**** Excerpted text ****

To that list, we can add Isa Milman.
Milman, who lives in Victoria, is a poet and visual artist. Her paintings and prints are found in collections in Canada, the United States, Europe and Israel, and her writing has been published in various reviews and anthologies. She is the author of Between the Doorposts (Ekstasis Editions, 2004) and Prairie Kaddish (Coteau Books Inc., 2008), both of which won the Canadian Jewish Book Award for poetry. Her most recent collection, Something Small to Carry Home (Quattro Books Inc., 2012), is dedicated to the Kramerovnas and is introduced with a citation that Milman attributes to “Charles Wright, 2004, quoting John Berryman, 1968, quoting Kierkegaard, circa 1850, who in turn quotes Johann Hamann, circa 1780.” It reads:
There are two voices, and the first says, “Write!”
And the second voice says, “For Whom?”
“For the dead whom though didst love.”
“Will they read me?”
“Aye, for they return as posterity.”
Explained Milman, in an e-mail interview with the Independent: “The Kramerovnas are the Kramer sisters, my mother and her sisters, all deceased now, except Sonia, who has severe dementia. The five sisters (no brothers) were known in their community, Kostopol, for their intelligence and beauty. I love the quote because it expresses that imperative, that need to write, no matter what, while giving the reason why this need is so great. I so much wanted to share these latest poems with my mother and my aunts, but how? It speaks to me about the cycle of life and how words live on after you’re gone so, in a sense, you live on through your words, and most of my words are about those I’ve loved in my time on earth, the living and the dead.”

****

> Problems to work on
• a. Rewrite the paragraph of the text about Isa Milman that begins "Milman, who lives in Victoria" as a short bulleted list that keeps its main facts.
• b. Write the next few sentences of the text about Isa Milman, starting after its last sentence.
You will not need the records for this work.

**** Raw data ****

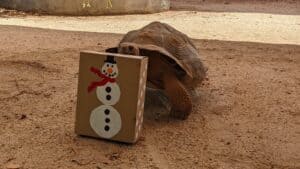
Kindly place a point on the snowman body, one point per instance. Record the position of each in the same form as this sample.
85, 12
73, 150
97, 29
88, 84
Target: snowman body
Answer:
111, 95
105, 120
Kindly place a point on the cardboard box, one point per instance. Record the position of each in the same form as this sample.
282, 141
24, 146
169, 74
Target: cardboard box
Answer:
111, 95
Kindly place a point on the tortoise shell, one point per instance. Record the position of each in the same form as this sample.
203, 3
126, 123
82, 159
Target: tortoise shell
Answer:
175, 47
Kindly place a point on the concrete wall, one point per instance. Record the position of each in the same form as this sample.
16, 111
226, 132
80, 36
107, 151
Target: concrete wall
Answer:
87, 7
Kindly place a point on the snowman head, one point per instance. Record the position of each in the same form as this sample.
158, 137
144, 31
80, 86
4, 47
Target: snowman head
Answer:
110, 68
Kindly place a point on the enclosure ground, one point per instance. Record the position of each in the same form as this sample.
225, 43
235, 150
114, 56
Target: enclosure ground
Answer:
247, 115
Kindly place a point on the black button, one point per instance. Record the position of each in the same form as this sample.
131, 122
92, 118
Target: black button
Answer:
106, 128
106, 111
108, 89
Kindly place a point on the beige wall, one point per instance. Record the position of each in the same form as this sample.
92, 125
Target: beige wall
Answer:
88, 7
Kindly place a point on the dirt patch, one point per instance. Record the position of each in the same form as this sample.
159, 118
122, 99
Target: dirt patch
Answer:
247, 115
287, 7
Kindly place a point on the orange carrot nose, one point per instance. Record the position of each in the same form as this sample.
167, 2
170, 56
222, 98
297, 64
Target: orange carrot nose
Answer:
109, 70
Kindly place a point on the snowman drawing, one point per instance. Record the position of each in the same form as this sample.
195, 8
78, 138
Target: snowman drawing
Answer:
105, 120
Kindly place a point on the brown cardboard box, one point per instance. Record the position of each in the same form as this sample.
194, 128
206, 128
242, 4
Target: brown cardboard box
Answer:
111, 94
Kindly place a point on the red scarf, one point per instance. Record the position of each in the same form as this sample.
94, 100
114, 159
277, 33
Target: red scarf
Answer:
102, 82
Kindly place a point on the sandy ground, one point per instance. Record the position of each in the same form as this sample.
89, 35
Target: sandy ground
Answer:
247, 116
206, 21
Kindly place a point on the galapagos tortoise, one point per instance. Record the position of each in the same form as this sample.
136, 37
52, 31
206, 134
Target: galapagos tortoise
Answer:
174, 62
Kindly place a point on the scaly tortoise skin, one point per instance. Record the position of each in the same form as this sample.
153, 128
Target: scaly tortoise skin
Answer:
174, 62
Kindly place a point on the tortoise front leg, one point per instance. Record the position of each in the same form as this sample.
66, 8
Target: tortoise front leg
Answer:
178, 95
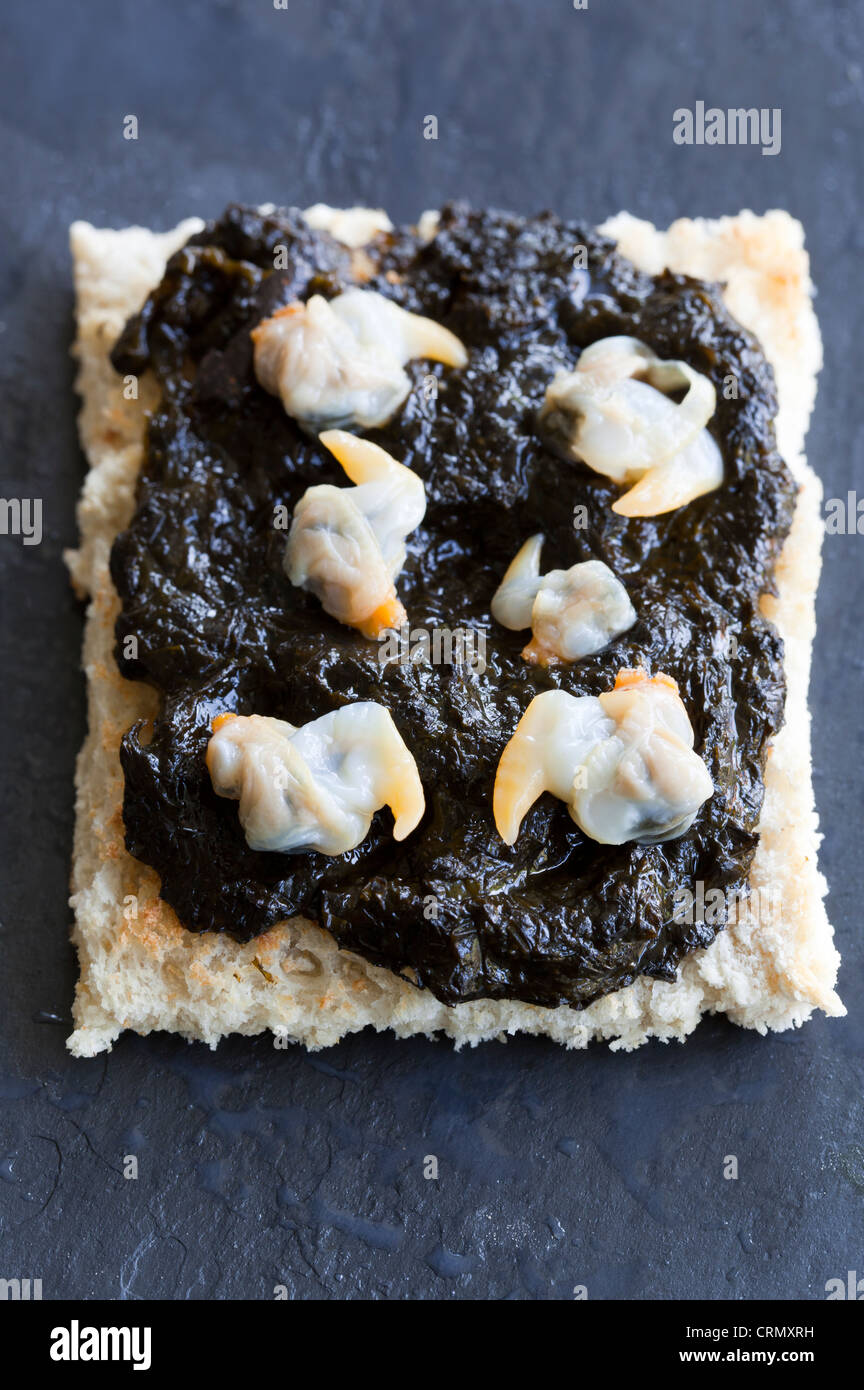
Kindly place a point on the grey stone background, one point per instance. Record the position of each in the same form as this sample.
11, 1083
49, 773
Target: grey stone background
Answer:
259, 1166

****
**** Raw data ****

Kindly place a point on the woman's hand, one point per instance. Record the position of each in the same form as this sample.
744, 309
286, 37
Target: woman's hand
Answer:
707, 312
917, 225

****

> Solved tasks
• a.
- Isa Milman lives in Victoria and is a poet and visual artist.
- Her paintings and prints are held in collections in Canada, the United States, Europe and Israel. Her writing has appeared in various reviews and anthologies.
- Her books Between the Doorposts (Ekstasis Editions, 2004) and Prairie Kaddish (Coteau Books Inc., 2008) each won the Canadian Jewish Book Award for poetry.
- Her most recent collection, Something Small to Carry Home (Quattro Books Inc., 2012), is dedicated to the Kramerovnas. It opens with a citation that Milman attributes to Charles Wright (2004), quoting John Berryman (1968), quoting Kierkegaard (circa 1850), who quotes Johann Hamann (circa 1780).

• b.
Milman is the daughter of Holocaust survivors. She was born in a displaced persons camp in Germany in 1949, and immigrated with her family to Boston in 1950. She lived briefly in San Francisco and Paris, but stayed in Montreal, where she arrived in 1975, for 21 years. While living there, she earned a master’s of rehabilitation science from McGill University, and taught occupational therapy for a decade. She came to Victoria in 1996.
“Going backwards, what brought me to Victoria was my husband’s desire to return to B.C.,” said Milman. “We met in Montreal, where we both had lived for over 20 years, but he grew up in Vancouver, and his grandparents were from Victoria – he’s a rarity. Our reasons for leaving Montreal were economic and political. It was a year after the last referendum, and we’d had enough. I never felt fully accepted in Quebec, and really got tired of being identified by the language I spoke and the tribe I came from. My husband couldn’t get a job, even though he’d been the publisher of the Montreal Gazette for nearly a decade (that’s what brought him to Montreal in the first place). Victoria has been a very good move for us – hard to believe it’s already 16 years that we’re here.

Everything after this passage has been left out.